::: Available data

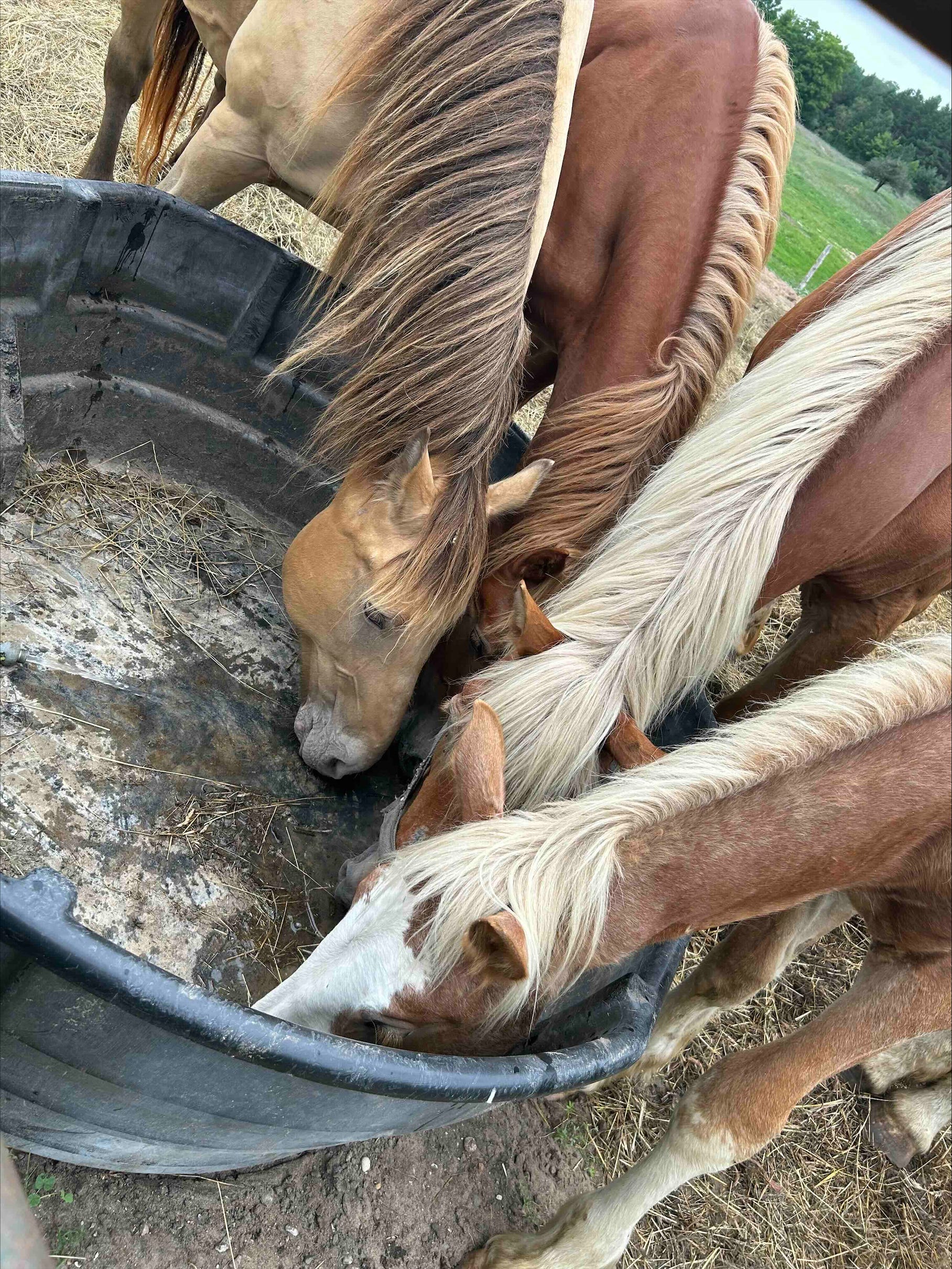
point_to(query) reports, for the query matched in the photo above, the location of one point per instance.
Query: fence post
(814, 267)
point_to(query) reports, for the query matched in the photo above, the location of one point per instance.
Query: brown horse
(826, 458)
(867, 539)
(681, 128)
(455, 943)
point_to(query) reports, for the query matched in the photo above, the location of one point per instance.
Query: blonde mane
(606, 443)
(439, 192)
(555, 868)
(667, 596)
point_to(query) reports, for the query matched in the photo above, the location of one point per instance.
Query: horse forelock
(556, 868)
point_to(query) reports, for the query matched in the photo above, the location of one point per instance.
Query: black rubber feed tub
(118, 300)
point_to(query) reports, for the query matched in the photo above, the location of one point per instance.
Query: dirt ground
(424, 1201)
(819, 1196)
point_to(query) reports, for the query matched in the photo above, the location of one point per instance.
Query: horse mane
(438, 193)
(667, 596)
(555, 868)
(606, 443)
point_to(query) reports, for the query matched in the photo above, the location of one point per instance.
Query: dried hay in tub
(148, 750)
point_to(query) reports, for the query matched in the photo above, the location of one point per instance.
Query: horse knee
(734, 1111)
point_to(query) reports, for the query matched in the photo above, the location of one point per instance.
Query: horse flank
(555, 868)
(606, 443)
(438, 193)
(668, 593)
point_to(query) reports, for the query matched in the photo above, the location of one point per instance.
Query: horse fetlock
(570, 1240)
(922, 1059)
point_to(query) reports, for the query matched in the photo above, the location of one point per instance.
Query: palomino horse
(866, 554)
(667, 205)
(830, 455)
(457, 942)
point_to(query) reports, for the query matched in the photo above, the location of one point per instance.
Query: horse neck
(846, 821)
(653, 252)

::::::

## Problem requirements
Return all of the material precisely as written. No picture belongs in it.

## Written answer
point_to(query) reports, for the query matched in the photo above, the location of one point per instance.
Query: fence post
(814, 267)
point_to(query) reports, for the query matched in the photo above, the location of one point per instance.
Query: brown horse
(826, 458)
(867, 539)
(681, 128)
(455, 943)
point_to(query) reports, for the query matched in the photo above, the location of one point per instance.
Query: blonde mane
(606, 443)
(439, 192)
(555, 868)
(667, 596)
point_to(query) reports, for the query matched in the photo above, the location of one point per instance.
Query: horse forelock
(556, 868)
point_to(query) reports, for the query matched in the photo above, the location of one point per instance.
Query: black rubber feed tub
(118, 300)
point_to(query) reports, for the query matched in the photo above, the location of one point per instance.
Query: dirt ground
(424, 1201)
(819, 1196)
point_to(query) reports, for the query matched in the photo above, the location of one point per instance.
Query: horse mane
(438, 193)
(667, 596)
(555, 868)
(606, 443)
point_to(query) reports, for the query matched in the photo above, the location of one point per instance.
Query: dried hay in tub
(148, 750)
point_to(query) reports, for the query matched in the photo above, the location of one point per instance.
Query: horse knee
(734, 1111)
point_to(query) reports, for the query matched in the photo above, the location of one point per instance.
Query: horse flank
(555, 868)
(606, 443)
(438, 193)
(668, 593)
point_to(query) reports, for the query matched in the photo above, the location of one point per instance.
Query: horse fetlock
(570, 1240)
(922, 1059)
point_to(query) reports, for the query matched in the photo above, the location of one point per instance.
Query: palomino horse
(866, 554)
(667, 205)
(830, 455)
(457, 942)
point_to(query) reports, for the query matched in the photo above, the location of one point per instance.
Query: horse neck
(846, 821)
(653, 252)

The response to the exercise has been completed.